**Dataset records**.
— BEGIN —
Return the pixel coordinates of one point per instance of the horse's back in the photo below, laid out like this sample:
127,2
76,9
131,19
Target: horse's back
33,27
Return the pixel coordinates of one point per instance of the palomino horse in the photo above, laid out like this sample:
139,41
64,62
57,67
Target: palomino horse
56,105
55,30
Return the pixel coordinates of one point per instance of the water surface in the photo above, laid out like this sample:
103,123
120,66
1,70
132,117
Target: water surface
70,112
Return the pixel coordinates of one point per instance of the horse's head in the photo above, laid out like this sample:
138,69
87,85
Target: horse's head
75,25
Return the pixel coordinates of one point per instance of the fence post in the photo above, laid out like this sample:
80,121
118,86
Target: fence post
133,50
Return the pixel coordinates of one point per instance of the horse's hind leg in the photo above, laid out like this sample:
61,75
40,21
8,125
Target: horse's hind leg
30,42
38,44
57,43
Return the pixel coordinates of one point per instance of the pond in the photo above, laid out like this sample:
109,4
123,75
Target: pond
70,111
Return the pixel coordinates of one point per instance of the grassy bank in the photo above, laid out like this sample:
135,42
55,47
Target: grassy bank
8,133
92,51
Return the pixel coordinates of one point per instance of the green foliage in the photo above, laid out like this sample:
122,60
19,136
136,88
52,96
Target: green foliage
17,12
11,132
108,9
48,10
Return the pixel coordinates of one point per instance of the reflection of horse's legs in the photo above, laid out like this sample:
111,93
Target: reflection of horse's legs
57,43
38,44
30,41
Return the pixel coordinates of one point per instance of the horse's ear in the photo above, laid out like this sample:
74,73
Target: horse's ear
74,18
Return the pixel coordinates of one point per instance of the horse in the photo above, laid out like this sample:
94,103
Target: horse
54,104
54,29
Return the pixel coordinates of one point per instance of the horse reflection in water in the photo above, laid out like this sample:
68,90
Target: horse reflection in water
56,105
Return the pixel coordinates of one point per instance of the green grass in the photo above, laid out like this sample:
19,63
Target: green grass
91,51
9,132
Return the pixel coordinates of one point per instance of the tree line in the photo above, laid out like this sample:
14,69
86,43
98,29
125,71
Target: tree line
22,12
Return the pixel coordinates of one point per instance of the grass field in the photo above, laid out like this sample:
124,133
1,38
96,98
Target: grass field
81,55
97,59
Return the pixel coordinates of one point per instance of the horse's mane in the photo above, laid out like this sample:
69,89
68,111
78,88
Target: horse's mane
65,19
— END —
**Given problem**.
Using the data above, return each line exactly as written.

**Task response**.
Return the pixel coordinates of one point per instance of the horse's back in the photo below, laid out like this sample:
127,2
76,9
131,19
Target: horse's back
33,27
Return the pixel coordinates of one point per instance of the palomino horse in the photo above, laid out like this sample:
139,41
64,62
57,67
Target: palomino horse
56,105
55,30
Return the pixel coordinates of one point per instance of the water surface in the photo above, laid out like this sample:
103,123
120,66
1,70
132,117
Target: water surface
70,112
Return the pixel coordinates of one point per instance of the horse's head in the photo above, laid out like this sample:
138,69
87,85
Target: horse's head
75,25
Return the pixel coordinates of one point per instance of the fence post in the photo above, laid out like this sample:
80,121
118,86
Target: fence post
133,50
Return the pixel coordinates of one point per instance of the horse's hind leg in the photo above, laid out like this sample:
61,75
40,21
8,125
Target: horse's hind leg
30,42
38,44
57,43
Return the pixel coordinates of one point per instance of the pond in the photo above, laid out like this sample:
109,4
123,75
Target: pond
70,111
Return the pixel coordinates of one point per instance of the grassy bank in the photo above, laid out like this sample:
135,42
55,47
Target: grassy bank
8,133
92,51
Return the pixel coordinates of one point per instance of the green foliage in the photo above, laid out like this sample:
122,60
19,136
136,88
52,96
Target: green foliage
17,12
11,132
108,9
48,10
Return the pixel coordinates of one point per instance of the reflection of horse's legs in the photo above, laid out like this sample:
111,93
Target: reflection of horse's legs
57,43
38,44
30,41
Return the pixel coordinates of one point per instance of the horse's ear in the photo above, laid out like this sample:
74,73
Target: horse's ear
74,18
Return the pixel coordinates of one point per instance of the horse in the photo above, laid out like this sample:
94,103
Target: horse
54,104
54,29
Return the pixel coordinates of one point per instance of the horse reflection in water in the photo above, laid out like this sample:
68,90
Target: horse reflection in water
56,105
Return the pixel coordinates of one point per instance of the green grass in the photo above, laid out like this sample:
19,63
Target: green grass
91,51
9,132
Return the pixel coordinates of one point per instance of the tree line in the photo above, laid out like this sample:
14,69
86,43
98,29
125,71
Target: tree line
22,12
Return the pixel coordinates of one point per instance of the grass field in the photo above, laid out like this sample:
124,133
1,38
96,98
Target: grass field
81,55
97,59
Return the pixel coordinates of one point per instance of the horse's mane in the photo above, laid out like this sample:
69,89
68,111
78,88
Target: horse's mane
65,19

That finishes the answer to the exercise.